Dataset records

++++++++

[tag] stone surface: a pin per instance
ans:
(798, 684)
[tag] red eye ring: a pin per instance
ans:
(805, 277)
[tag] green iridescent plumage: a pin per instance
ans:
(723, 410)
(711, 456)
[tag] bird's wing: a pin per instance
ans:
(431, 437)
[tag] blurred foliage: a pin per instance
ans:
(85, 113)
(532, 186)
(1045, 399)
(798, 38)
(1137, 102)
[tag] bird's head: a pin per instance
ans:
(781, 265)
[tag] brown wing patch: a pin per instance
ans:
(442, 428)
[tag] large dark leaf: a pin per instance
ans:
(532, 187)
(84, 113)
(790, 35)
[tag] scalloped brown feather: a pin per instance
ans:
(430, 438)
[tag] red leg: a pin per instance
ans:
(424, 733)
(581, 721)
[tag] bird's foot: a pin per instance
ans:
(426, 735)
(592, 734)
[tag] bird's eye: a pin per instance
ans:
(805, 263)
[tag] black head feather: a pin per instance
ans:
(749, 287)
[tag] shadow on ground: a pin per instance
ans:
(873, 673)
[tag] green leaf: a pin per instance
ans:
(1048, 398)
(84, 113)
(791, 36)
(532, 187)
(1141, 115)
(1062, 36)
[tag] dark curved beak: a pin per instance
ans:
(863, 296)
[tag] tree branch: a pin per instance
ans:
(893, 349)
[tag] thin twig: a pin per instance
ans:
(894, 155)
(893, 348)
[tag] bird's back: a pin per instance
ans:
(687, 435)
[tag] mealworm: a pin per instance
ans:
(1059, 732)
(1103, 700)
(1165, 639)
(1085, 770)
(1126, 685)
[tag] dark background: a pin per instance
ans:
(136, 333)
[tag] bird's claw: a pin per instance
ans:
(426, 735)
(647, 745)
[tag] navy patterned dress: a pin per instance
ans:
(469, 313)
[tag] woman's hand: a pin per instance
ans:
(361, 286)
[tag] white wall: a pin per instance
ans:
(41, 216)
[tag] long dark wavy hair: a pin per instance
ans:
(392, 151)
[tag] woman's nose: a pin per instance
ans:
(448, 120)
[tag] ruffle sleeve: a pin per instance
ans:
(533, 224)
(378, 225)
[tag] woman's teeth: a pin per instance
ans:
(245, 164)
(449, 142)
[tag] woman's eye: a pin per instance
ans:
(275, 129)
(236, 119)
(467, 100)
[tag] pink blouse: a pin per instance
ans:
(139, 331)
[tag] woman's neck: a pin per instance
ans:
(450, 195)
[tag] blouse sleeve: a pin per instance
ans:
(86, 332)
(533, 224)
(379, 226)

++++++++

- _Written instruction_
Rewrite the stretch from the line containing "[tag] bird's wing: a pin per instance" through the last line, putting "person's" in place of "woman's" and leaving everything else the same.

- _Written solution_
[tag] bird's wing: a pin per instance
ans:
(431, 437)
[tag] blurred foliage: a pin per instance
ans:
(85, 113)
(532, 186)
(1045, 399)
(798, 38)
(1137, 102)
[tag] bird's head: a pin per instance
ans:
(781, 265)
[tag] brown wing patch: a pin per instance
ans:
(442, 428)
[tag] large dark leaf: a pin per instance
ans:
(532, 187)
(84, 113)
(790, 35)
[tag] scalloped brown feather: a pin per instance
ans:
(430, 438)
[tag] red leg: a pin per instance
ans:
(424, 733)
(581, 721)
[tag] bird's foot: a pin per instance
ans:
(426, 735)
(592, 734)
[tag] bird's eye: a pin per instance
ans:
(805, 263)
[tag] black head feather: a pin per instance
ans:
(749, 287)
[tag] shadow on ground: a pin per instance
ans:
(873, 673)
[tag] green leaf: a pin per instance
ans:
(1048, 398)
(84, 113)
(791, 36)
(532, 187)
(1141, 115)
(1062, 36)
[tag] dark curved beak: a pin per instance
ans:
(863, 296)
[tag] tree branch: a pin per instance
ans:
(893, 349)
[tag] thin twig: a pin per instance
ans:
(894, 155)
(893, 348)
[tag] bird's back: a pin per instance
ans:
(687, 435)
[tag] mealworm: a pin per instance
ans:
(1059, 732)
(1103, 700)
(1165, 639)
(1085, 770)
(1126, 685)
[tag] dark background: a pin per instance
ans:
(136, 333)
[tag] bird's claw: a pin per instance
ans:
(426, 735)
(647, 745)
[tag] navy patterned dress: a pin per instance
ans:
(469, 313)
[tag] person's hand: a pin per instance
ans:
(361, 286)
[tag] white wall: a pin per instance
ans:
(41, 216)
[tag] long dark wavy hair: a pin per instance
ans:
(392, 151)
[tag] person's nose: a pin per instance
ans:
(448, 120)
[tag] ruffle sleeve: a pin per instance
ans:
(533, 224)
(378, 225)
[tag] person's teeth: a pin per instance
ans:
(245, 164)
(449, 142)
[tag] person's eye: a pin per instance
ans:
(275, 129)
(236, 119)
(467, 100)
[tag] pink blouse: a pin per instance
ans:
(139, 331)
[tag] person's neck: a pin per instance
ans:
(450, 195)
[tag] blouse sleeve: a pin per instance
ans:
(86, 332)
(533, 224)
(379, 226)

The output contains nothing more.